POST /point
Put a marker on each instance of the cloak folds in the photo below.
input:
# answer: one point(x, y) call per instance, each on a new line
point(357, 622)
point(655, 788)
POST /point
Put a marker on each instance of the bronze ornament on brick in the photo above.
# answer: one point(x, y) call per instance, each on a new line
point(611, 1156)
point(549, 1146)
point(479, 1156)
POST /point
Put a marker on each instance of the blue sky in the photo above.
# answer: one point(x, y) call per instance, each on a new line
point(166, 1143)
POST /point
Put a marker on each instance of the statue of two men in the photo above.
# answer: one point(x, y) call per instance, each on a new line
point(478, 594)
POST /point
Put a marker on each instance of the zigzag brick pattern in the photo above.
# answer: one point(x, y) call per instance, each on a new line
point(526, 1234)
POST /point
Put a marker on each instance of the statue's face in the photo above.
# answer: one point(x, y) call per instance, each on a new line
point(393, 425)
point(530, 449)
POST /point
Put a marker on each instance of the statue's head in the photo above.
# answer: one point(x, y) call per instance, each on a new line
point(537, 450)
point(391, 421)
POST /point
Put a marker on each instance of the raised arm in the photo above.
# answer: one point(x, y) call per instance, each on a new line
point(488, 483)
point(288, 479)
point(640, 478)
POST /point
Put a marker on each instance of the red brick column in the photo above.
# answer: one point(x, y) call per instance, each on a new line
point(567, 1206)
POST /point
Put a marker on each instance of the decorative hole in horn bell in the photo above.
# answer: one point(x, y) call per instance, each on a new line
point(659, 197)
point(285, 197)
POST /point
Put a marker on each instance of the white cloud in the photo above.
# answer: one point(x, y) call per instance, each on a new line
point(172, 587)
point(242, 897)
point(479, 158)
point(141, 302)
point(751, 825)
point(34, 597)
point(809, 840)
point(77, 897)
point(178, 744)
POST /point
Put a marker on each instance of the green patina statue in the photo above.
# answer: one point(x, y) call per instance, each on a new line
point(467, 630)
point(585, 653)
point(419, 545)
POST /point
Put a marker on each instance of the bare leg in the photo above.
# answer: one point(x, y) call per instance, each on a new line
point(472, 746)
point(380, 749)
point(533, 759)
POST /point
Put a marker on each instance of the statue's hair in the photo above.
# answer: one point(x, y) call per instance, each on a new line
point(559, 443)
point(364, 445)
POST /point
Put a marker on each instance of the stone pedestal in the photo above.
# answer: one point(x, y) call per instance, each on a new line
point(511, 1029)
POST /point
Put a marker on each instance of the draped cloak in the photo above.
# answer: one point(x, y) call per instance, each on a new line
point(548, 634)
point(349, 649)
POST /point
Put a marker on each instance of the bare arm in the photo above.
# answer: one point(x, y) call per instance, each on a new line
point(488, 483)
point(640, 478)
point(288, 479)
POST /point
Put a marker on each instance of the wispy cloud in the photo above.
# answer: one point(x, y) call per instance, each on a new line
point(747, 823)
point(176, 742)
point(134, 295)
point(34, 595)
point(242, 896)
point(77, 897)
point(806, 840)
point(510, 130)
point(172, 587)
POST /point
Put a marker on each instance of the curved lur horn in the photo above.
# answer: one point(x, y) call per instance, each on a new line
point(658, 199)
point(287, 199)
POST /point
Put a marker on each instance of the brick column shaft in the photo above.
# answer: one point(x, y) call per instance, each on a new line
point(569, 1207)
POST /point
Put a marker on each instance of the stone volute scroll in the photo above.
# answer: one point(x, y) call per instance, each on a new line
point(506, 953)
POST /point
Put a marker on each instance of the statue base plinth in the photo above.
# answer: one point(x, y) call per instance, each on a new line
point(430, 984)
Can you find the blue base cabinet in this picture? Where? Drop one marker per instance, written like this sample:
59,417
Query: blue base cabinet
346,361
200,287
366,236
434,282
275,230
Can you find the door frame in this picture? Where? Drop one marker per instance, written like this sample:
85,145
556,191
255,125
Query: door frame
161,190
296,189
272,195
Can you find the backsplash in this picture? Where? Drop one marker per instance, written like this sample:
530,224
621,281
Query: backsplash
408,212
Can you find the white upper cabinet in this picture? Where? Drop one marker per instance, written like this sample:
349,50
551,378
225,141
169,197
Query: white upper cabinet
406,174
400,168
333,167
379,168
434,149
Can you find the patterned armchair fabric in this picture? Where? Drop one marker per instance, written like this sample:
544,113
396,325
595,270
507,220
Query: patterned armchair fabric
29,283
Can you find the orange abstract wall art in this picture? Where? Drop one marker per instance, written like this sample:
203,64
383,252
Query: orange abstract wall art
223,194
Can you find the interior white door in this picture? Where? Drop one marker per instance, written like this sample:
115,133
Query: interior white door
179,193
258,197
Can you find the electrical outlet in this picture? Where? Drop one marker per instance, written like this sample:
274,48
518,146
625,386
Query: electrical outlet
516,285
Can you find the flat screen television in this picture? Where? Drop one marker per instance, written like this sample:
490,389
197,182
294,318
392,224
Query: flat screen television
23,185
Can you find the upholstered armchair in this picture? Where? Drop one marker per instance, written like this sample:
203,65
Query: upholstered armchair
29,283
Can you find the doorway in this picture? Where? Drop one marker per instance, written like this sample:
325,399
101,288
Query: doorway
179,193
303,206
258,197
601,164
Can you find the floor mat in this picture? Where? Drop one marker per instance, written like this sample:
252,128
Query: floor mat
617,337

━━━━━━

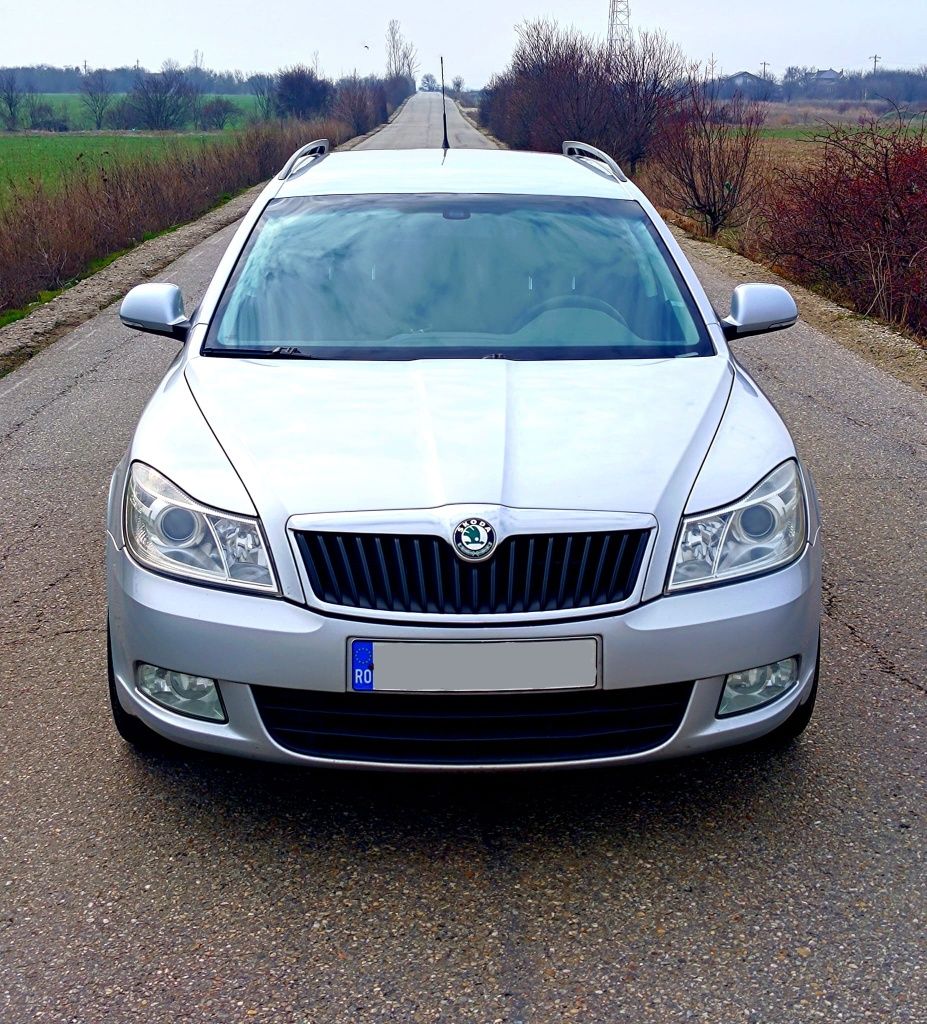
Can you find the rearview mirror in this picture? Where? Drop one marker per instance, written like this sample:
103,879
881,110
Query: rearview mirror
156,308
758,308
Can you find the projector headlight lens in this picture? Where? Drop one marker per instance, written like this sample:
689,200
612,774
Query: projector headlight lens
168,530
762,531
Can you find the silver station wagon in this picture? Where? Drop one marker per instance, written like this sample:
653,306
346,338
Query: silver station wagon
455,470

━━━━━━

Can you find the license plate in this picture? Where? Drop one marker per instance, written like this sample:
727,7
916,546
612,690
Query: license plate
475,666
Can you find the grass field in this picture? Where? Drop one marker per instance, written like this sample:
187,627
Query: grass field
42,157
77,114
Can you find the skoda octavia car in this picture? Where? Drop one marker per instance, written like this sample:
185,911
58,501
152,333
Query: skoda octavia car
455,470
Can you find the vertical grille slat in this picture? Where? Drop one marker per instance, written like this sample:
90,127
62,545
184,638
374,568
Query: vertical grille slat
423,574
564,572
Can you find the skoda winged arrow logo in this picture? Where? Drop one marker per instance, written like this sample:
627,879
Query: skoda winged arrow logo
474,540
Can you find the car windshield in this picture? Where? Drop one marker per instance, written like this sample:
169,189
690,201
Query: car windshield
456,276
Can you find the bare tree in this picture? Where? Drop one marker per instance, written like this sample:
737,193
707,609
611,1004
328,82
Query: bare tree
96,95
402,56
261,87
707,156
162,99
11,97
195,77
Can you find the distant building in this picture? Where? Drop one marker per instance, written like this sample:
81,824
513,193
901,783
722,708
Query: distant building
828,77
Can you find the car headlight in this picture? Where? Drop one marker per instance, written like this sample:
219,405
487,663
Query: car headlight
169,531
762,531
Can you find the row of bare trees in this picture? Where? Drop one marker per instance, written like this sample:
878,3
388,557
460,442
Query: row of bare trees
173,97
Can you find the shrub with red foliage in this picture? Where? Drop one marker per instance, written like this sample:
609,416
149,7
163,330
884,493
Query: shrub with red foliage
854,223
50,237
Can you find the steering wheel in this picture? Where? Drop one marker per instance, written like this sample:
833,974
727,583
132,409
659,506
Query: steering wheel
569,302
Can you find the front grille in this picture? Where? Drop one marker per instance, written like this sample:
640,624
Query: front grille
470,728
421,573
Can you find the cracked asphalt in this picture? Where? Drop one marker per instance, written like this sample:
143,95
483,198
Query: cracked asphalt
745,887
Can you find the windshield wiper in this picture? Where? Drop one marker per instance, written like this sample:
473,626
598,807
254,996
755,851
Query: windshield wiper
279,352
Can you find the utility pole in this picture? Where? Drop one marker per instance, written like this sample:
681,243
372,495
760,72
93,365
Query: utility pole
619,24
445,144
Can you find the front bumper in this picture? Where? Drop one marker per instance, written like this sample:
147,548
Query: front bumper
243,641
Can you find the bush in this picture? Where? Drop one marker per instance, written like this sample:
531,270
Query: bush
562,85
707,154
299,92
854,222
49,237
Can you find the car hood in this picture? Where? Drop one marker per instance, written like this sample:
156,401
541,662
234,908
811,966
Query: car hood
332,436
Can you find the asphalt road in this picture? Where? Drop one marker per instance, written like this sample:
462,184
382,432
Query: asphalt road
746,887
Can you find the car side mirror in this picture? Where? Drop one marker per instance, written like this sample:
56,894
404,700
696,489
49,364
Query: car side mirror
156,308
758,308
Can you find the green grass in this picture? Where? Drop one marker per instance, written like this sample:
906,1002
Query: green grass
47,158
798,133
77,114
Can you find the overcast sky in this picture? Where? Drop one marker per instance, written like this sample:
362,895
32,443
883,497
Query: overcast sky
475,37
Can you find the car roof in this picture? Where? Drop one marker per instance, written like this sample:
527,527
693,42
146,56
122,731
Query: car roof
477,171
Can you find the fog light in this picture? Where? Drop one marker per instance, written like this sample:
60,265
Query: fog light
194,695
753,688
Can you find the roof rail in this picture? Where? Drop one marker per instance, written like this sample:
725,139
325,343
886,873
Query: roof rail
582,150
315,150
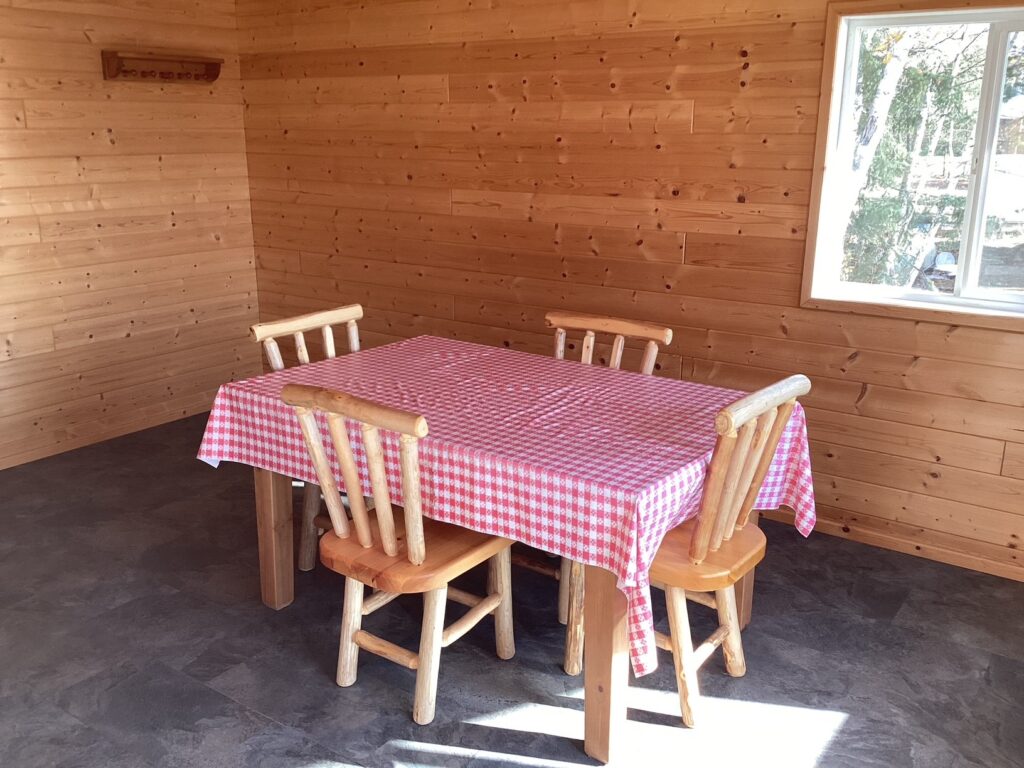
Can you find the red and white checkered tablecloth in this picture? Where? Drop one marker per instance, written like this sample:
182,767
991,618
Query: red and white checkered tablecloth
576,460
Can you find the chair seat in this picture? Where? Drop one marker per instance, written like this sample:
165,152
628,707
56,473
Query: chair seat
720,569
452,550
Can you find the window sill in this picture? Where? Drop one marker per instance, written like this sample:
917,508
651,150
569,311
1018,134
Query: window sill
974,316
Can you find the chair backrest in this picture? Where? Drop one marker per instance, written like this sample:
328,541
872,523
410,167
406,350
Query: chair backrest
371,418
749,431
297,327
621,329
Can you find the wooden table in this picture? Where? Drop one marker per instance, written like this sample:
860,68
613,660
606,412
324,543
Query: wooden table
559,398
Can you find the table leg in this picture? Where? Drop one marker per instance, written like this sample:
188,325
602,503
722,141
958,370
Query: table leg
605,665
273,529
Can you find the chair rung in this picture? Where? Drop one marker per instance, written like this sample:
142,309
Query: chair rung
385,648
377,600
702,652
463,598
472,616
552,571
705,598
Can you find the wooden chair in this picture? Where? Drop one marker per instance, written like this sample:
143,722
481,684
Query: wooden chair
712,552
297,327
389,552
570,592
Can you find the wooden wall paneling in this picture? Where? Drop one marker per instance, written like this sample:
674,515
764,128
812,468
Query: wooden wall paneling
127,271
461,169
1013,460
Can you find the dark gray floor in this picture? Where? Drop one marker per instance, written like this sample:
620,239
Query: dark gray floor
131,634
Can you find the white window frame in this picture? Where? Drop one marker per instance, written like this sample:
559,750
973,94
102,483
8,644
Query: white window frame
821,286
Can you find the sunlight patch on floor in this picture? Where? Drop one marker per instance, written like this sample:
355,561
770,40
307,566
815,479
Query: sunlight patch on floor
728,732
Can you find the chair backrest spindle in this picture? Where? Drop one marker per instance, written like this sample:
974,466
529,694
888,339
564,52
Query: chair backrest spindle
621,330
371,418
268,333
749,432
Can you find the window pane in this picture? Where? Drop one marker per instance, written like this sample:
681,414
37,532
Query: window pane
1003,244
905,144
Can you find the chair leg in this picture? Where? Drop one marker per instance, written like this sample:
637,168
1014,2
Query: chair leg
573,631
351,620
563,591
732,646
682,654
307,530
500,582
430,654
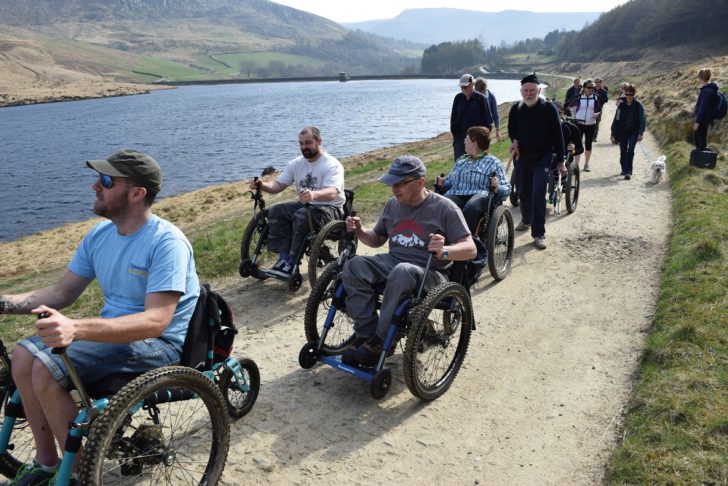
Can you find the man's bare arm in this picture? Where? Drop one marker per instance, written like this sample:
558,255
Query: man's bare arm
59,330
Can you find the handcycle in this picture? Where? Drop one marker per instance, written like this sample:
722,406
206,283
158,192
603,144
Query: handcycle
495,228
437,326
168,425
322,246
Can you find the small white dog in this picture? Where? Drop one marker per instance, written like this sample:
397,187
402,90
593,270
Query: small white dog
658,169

━━━━━━

[Aim of the task]: Where does the word "column" appear in the listing above? Copy every line that holds it.

[Response to the task]:
Put a marker on each instance of the red brick column in the photo above.
Put a marker on each instance of the brick column shaft in the photo above.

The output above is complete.